Each entry in the block below needs to be copied out exactly.

+--

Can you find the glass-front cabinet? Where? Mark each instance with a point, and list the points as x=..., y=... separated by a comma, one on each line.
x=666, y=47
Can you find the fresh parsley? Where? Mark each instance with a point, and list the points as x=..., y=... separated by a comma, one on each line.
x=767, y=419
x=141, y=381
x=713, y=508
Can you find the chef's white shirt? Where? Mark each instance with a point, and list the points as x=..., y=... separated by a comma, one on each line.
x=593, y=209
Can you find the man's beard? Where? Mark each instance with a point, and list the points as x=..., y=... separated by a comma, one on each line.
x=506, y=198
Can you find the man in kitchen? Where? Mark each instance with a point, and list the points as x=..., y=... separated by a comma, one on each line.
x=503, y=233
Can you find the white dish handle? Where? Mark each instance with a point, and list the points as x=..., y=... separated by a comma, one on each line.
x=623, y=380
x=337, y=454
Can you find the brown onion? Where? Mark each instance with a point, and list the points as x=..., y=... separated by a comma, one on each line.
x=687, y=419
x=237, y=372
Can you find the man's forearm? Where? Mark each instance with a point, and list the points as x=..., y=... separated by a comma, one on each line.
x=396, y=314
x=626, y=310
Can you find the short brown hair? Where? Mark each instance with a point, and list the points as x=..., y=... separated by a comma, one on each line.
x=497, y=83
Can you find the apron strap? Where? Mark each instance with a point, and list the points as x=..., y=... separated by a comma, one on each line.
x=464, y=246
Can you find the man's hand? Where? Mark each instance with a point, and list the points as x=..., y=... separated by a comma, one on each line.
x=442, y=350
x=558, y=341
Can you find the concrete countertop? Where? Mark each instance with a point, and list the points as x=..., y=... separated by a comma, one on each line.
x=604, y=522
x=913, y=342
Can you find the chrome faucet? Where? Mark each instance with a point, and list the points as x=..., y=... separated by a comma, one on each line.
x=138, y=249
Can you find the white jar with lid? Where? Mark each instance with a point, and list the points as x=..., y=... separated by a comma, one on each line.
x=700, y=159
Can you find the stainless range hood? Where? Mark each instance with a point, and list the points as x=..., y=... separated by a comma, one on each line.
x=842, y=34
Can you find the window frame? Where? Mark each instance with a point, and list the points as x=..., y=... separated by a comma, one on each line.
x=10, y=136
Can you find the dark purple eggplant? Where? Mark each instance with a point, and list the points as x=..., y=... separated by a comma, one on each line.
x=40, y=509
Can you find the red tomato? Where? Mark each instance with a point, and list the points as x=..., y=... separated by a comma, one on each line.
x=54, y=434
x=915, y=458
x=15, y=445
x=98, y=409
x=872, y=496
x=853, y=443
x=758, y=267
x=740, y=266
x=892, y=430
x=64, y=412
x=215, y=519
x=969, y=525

+--

_Task output_
Can you find the glass-front cabinet? Where? Mark each instance with a point, and list the points as x=..., y=... separated by a comma, one on each line.
x=666, y=47
Can you find the fresh parsley? Where? Mark each instance with a point, and list the points as x=..., y=... separated by a comma, one on each line.
x=767, y=419
x=141, y=381
x=713, y=508
Can you find the chef's white shirt? Where? Mark each instance with a point, and list the points as x=..., y=... separated by a comma, one on each line.
x=593, y=209
Can you find the man's beard? Where? Mark each instance with a point, and list the points as x=..., y=... separated by a comma, one on each line.
x=506, y=198
Can you find the man in kitchen? Where? Mark each instance with a point, and list the points as x=..., y=... separated by a comma, one on each line.
x=503, y=233
Can you find the white dish handle? Where? Mark each instance with a point, and list the points as x=..., y=... separated by a comma, one on each line.
x=623, y=380
x=337, y=454
Can you find the brown onion? Where? Mark each instance with a point, and list the points as x=..., y=... separated by a comma, one on each line.
x=687, y=419
x=237, y=372
Can you find the man's forearm? Where? Mark each instance with a point, and list the points as x=..., y=... separated by a comma, one on each line.
x=396, y=314
x=626, y=310
Can you find the short brown hair? Where? Mark each instance with a point, and list the points as x=..., y=... separated by a comma, one on each line.
x=497, y=83
Can you find the apron strap? Where? Mark each instance with a point, and list the points as x=..., y=... separated by a comma, one on each line.
x=464, y=246
Can you find the man's hand? Where? Mark each instance with a point, and list the points as x=..., y=... separated by a comma, one on each line.
x=442, y=350
x=558, y=341
Can you find the concrete countertop? Where? Mark each instance with a point, and list the points as x=..., y=... separated by a comma, one on each line.
x=604, y=522
x=913, y=342
Can you find the chrome faucet? Where? Mark each instance with a point, and list the points as x=..., y=... separated by a comma, one on each line.
x=138, y=249
Can you find the white jar with lid? Where? Mark each instance with a point, and list the points as x=..., y=... separated by a comma, one on each line.
x=700, y=159
Can you find the stainless range hood? Where? Mark each instance with a point, and list the points as x=..., y=... separated by a comma, one on each line.
x=842, y=34
Can you find the window frame? Where? Mark each instance with a point, and list the points as x=..., y=... separated by a comma, one on each line.
x=10, y=136
Can you find the dark purple eggplant? Where? Mark each instance with a point, and list the points as x=..., y=... separated by a comma, one on each line.
x=40, y=509
Can you find the red tomato? Where? Mark each instance with a point, and list the points as x=..., y=... separated by a comma, one on each line.
x=54, y=434
x=915, y=458
x=15, y=445
x=98, y=409
x=872, y=496
x=853, y=443
x=758, y=267
x=740, y=266
x=892, y=430
x=64, y=412
x=215, y=519
x=969, y=525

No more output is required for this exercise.